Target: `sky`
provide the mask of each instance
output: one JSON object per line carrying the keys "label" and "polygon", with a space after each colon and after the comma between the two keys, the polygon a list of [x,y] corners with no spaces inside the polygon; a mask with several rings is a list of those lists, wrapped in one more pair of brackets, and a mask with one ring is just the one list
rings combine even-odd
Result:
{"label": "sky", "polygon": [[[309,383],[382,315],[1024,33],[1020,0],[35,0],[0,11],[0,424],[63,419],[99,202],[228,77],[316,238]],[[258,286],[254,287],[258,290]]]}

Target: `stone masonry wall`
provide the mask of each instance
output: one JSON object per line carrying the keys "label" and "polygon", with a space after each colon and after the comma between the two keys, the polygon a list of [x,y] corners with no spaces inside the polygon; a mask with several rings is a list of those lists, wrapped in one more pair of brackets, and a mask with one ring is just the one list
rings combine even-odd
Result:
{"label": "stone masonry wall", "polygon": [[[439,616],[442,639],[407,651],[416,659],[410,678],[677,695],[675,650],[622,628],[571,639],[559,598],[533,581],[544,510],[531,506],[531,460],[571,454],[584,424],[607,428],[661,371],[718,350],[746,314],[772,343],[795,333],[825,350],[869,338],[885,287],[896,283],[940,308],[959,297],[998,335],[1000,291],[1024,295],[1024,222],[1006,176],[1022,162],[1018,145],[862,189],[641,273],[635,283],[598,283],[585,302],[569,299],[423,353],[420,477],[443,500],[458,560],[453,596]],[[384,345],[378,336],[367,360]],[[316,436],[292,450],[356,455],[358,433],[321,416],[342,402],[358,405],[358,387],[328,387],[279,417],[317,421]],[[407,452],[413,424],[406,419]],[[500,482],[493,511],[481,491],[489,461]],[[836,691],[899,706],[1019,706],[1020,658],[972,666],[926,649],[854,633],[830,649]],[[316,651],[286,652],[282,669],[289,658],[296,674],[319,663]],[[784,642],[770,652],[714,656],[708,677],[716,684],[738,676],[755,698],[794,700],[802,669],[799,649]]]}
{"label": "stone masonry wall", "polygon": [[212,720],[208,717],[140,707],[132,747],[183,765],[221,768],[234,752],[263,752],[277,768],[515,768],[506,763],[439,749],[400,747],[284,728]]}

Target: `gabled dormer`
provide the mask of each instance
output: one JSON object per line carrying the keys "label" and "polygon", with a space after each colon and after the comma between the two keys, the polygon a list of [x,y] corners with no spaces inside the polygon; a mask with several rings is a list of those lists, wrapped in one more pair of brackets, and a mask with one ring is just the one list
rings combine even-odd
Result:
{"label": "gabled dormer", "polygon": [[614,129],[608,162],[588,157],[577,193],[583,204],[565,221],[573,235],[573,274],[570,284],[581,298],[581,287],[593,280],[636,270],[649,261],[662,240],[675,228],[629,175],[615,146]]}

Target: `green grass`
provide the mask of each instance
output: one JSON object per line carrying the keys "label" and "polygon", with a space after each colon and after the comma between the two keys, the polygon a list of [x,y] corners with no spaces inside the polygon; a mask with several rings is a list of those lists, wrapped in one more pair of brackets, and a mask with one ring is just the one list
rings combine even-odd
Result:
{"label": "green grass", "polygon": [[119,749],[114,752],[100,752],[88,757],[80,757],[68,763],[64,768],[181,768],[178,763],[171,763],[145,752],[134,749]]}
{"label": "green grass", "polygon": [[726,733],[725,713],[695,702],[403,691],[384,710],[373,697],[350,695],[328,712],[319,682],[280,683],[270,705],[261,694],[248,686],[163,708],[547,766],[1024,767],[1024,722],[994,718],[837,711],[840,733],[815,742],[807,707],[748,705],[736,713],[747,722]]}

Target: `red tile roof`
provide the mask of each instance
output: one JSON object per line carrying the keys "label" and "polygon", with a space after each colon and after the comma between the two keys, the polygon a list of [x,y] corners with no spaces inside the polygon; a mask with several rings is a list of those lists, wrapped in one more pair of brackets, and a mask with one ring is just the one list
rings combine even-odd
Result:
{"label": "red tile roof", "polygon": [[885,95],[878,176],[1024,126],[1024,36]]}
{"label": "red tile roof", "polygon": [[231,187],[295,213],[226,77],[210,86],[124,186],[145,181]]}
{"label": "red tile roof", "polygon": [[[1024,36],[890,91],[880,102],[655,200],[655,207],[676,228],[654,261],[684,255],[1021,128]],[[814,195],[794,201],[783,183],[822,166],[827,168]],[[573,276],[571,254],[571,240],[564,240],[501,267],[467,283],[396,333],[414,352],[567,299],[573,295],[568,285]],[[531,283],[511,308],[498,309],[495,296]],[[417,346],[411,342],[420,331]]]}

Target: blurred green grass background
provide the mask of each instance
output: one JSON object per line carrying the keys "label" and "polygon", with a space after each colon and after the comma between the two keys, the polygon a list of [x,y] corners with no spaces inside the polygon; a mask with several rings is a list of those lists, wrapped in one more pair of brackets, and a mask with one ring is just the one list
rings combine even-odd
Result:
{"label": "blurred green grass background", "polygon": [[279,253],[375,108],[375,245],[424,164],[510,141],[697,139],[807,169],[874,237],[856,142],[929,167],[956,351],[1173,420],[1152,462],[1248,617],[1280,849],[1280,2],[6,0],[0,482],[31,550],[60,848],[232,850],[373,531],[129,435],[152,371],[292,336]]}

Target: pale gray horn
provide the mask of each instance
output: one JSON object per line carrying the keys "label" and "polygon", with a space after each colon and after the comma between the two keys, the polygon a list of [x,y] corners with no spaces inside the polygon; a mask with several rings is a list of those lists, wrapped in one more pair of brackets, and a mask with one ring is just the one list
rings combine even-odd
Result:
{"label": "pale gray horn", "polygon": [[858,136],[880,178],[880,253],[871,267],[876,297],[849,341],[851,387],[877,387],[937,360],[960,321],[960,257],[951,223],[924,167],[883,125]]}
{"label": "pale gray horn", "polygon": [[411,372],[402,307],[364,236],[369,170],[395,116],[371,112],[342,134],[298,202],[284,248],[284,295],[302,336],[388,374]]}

========

Search the records for the word "Target" and copy out every line that holds it.

Target: `sky`
Target: `stone masonry wall`
Target: `gabled dormer`
Target: `green grass`
Target: `red tile roof`
Target: blurred green grass background
Target: pale gray horn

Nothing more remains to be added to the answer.